Potete chiederlo a tutti i bartender che incontrerete sul suolo italiano, ma quasi sempre la pronuncia sarà all’americana. Sì perché “Roby Marton”, pronunciato con l’accento sulla “a”, suona così perfettamente “USA” che tutti lo credono a stelle e strisce. In realtà Roberto Marton, è veracemente trevigiano e – come da buona consuetudine veneta – l’accento lo vuole sull’ultima sillaba del cognome. L’equivoco però non gli è mai dispiaciuto e, anzi, se l’è sempre giocato con stile, lanciandosi – tra i primi in Italia – nel mondo del gin, con un’immagine di marca che molto deve a quel gusto un po’ Far West e rombi di motori di certi film anni ’80.
Dal gin al bitter e oltre
L’idea è stata fin da subito il gin. Nel 2013 Roby Marton parte con una piccola produzione affidandosi a una storica distilleria di Bassano del Grappa. Doppia distillazione, lenta infusione delle botaniche a freddo, l’immagine giusta e così inizia una storia destinata a evolversi rapidamente a partire da un momento in cui il mercato del gin, così come lo conosciamo oggi, era ancora in potenza. «Era un deserto», racconta in una precedente intervista a Spirito Autoctono, e in mezzo a quel deserto ha saputo costruire, assieme all’amico e socio Luca Grilletti, un’azienda tra le più conosciute in fatto di produzione – anche private label e non solo di gin – oltre alla distribuzione di altri brand, tanto esteri quanto italiani, senza disdegnare il lancio di progetti unici e innovativi. Tra questi c’è Saghè, un sake tutto italiano, il cui nome è un’esclamazione in dialetto veneto: “Cosa c’è?”, ma anche RaBitt, il “Radicchio-Bitter”, senza coloranti chimici, vegan e prodotto a partire dal radicchio. Sì, perché Marton produce anche radicchio. Più trevigiano di così.

* **Dati grezzi**:
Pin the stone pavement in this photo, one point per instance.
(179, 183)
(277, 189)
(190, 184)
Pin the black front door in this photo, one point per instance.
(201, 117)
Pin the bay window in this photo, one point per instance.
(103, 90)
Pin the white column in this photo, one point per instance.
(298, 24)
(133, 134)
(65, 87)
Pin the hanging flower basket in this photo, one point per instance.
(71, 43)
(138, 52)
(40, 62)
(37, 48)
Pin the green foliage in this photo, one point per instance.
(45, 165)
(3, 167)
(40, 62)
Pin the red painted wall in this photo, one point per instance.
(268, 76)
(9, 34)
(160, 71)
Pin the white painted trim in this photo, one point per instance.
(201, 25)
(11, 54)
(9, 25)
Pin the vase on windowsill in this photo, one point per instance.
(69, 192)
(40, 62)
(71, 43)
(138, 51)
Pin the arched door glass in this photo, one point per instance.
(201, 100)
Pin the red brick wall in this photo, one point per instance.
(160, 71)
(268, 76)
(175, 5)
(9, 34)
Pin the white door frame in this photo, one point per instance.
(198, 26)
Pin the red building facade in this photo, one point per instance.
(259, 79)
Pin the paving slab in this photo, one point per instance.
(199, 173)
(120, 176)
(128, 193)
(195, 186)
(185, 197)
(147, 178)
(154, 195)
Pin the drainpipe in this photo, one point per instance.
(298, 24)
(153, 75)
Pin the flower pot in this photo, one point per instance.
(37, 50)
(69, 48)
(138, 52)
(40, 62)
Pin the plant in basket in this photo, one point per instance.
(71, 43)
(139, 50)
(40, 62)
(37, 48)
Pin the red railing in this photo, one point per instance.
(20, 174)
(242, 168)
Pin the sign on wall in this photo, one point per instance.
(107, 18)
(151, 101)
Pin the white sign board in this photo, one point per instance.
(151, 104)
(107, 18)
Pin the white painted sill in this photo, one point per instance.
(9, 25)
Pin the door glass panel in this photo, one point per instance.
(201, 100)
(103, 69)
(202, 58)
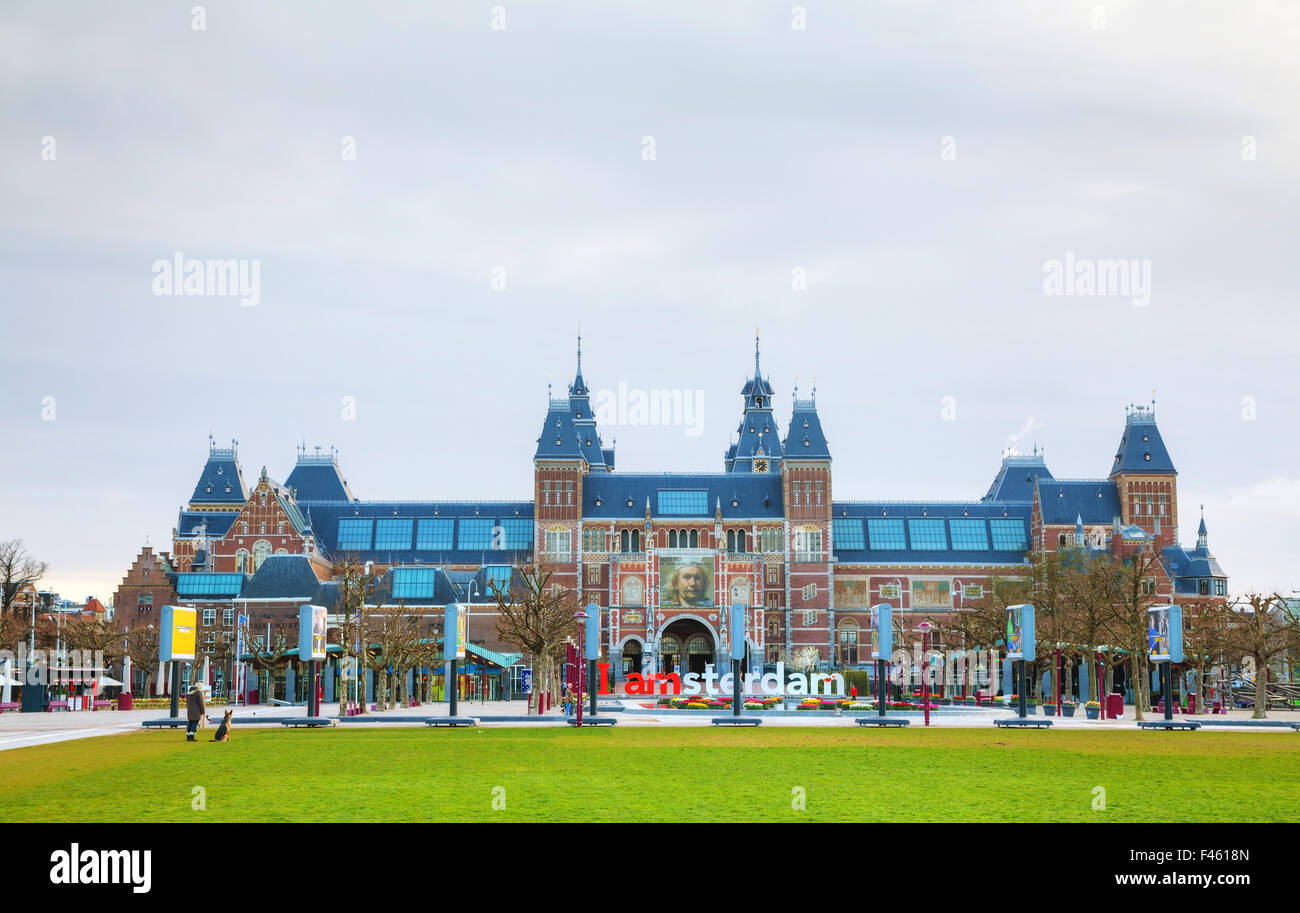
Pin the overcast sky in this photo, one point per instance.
(664, 174)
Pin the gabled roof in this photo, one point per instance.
(317, 477)
(1014, 480)
(559, 437)
(282, 578)
(424, 532)
(221, 480)
(1066, 500)
(805, 438)
(1140, 448)
(960, 532)
(217, 523)
(754, 496)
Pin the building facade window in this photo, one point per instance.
(558, 542)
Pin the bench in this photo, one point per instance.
(1023, 722)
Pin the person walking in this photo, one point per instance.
(195, 709)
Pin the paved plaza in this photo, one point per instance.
(20, 730)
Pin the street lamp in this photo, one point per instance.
(924, 667)
(469, 605)
(581, 666)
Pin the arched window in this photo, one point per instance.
(633, 592)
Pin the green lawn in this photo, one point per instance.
(658, 774)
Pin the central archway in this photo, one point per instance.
(687, 645)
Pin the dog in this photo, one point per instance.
(224, 730)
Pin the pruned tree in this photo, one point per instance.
(1262, 631)
(17, 571)
(536, 618)
(355, 585)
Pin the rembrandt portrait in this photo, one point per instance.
(687, 582)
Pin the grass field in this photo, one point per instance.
(657, 774)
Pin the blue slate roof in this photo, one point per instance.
(399, 544)
(282, 578)
(757, 496)
(1140, 448)
(559, 437)
(219, 523)
(221, 480)
(1014, 480)
(805, 438)
(317, 477)
(1188, 567)
(996, 523)
(1066, 500)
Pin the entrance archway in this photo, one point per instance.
(687, 645)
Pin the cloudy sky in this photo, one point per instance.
(437, 195)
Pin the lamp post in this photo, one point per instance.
(581, 665)
(924, 667)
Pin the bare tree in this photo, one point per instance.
(355, 584)
(1262, 630)
(536, 618)
(17, 571)
(1131, 593)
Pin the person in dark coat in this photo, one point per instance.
(195, 709)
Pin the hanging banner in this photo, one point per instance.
(737, 632)
(454, 622)
(1165, 634)
(177, 637)
(311, 632)
(1021, 643)
(593, 631)
(882, 631)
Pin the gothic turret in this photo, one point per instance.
(758, 445)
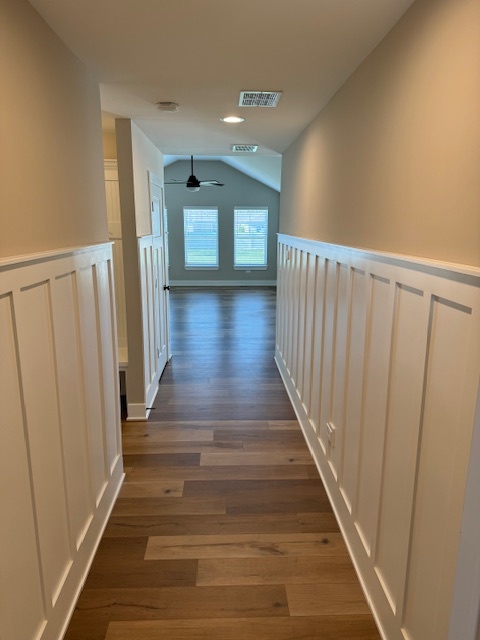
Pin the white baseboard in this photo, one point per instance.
(137, 412)
(223, 283)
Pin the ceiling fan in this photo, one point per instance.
(193, 183)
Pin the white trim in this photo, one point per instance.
(43, 256)
(59, 358)
(137, 412)
(466, 597)
(387, 348)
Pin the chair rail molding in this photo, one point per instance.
(60, 441)
(380, 355)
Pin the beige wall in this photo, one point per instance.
(51, 169)
(393, 162)
(109, 145)
(136, 156)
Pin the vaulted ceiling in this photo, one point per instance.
(201, 54)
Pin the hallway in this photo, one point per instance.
(222, 530)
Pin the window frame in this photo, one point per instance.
(250, 267)
(198, 266)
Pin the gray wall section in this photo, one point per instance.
(239, 190)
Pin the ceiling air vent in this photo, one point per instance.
(244, 148)
(259, 98)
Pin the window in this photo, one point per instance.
(250, 238)
(200, 229)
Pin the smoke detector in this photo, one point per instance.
(244, 148)
(171, 107)
(259, 98)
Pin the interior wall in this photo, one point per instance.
(137, 156)
(392, 162)
(239, 190)
(51, 166)
(109, 145)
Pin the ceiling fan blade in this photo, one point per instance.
(211, 183)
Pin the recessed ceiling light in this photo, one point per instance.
(168, 106)
(233, 119)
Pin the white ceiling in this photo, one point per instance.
(202, 53)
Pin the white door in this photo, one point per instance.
(160, 270)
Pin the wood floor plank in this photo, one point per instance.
(138, 574)
(222, 529)
(184, 602)
(288, 570)
(172, 435)
(165, 489)
(141, 447)
(255, 459)
(255, 545)
(259, 496)
(353, 627)
(136, 526)
(326, 599)
(168, 506)
(225, 472)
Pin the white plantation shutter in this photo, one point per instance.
(250, 237)
(200, 227)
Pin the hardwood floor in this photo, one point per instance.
(222, 530)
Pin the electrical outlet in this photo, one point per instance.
(331, 434)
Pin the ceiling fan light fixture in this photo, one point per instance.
(232, 119)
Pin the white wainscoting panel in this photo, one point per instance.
(60, 439)
(380, 355)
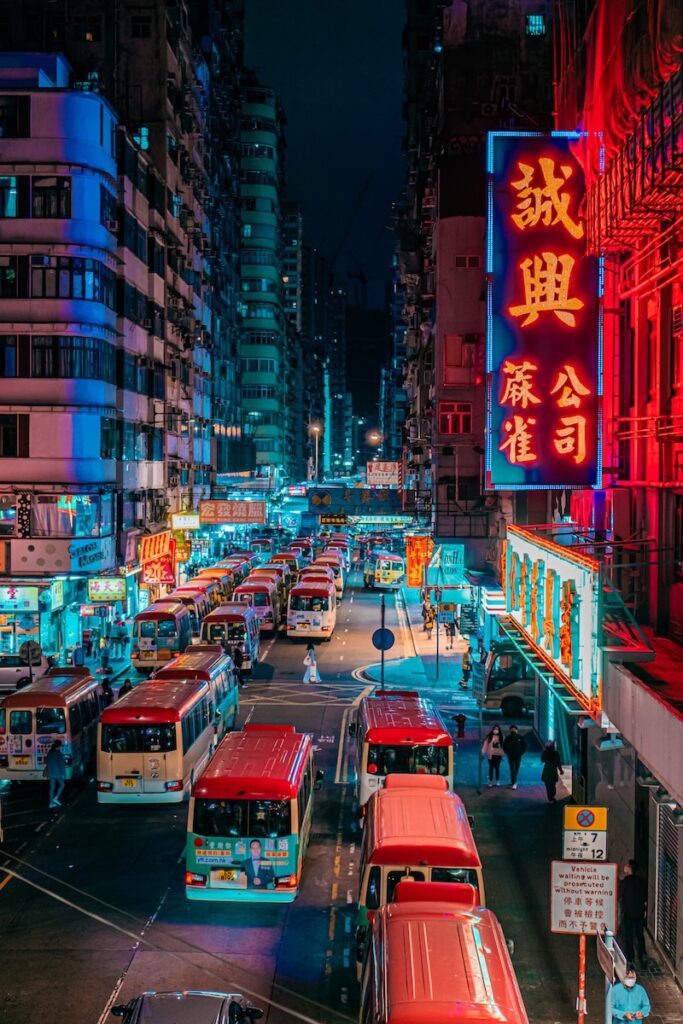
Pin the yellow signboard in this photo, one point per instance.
(589, 818)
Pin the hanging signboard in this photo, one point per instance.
(418, 553)
(235, 512)
(543, 326)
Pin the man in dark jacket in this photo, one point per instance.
(633, 904)
(514, 747)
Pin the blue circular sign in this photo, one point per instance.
(383, 639)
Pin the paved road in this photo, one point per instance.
(100, 914)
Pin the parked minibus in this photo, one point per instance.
(250, 817)
(415, 829)
(160, 633)
(61, 705)
(154, 741)
(397, 731)
(262, 594)
(211, 664)
(207, 585)
(333, 562)
(312, 609)
(235, 623)
(434, 955)
(197, 602)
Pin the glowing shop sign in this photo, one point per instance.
(552, 593)
(544, 327)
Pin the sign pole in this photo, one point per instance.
(581, 1001)
(382, 616)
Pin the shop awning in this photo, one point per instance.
(510, 629)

* **Obiettivo**: Come prosegue il testo su Roby Marton dopo l'ultima frase? Scrivine il seguito.

* **Problema risolto**:
Dieci anni alle spalle e il Sud America all’orizzonte
A chi gli chiede come ci si senta dopo il traguardo del decennio, Marton risponde «ho imparato a fare il gin dopo 10 anni». Il motivo è la Double Gold Medal vinta alla San Francisco World Spirits Competition solo due anni fa con il suo gin High Proof, 55,5 gradi di puro ginepro. Per vincere, dice «devi perdere come ho fatto io. Una medaglia di bronzo nel 2017… perché se perdi poi impari a vincere, per cui non bisogna mai abbattersi ma sempre rilanciare… Non sai se vinci, però devi comunque provarci di nuovo». E per un italiano un riconoscimento come quello significa certamente molto.
Tra le sue nuove fiamme – è proprio il caso di dirlo – c’è la tequila, che lo conquista per il carattere diretto e le infinite varietà della materia prima che, a volerci trovare un’analogia, ricordano un po’ quelle delle uve per il vino. Poi ci sono la cultura latinoamericana e un’anima fatta di maniche rimboccate, genuinità di approcci e semplicità, che rispetto agli spirits probabilmente va oltre. «Secondo me ci sarà proprio un’esplosione di Messico in tutti i settori», afferma ed è pronto a scommettere sul distillato di agave anche rispetto ai migliori whisky, tanto che ne sta già importando.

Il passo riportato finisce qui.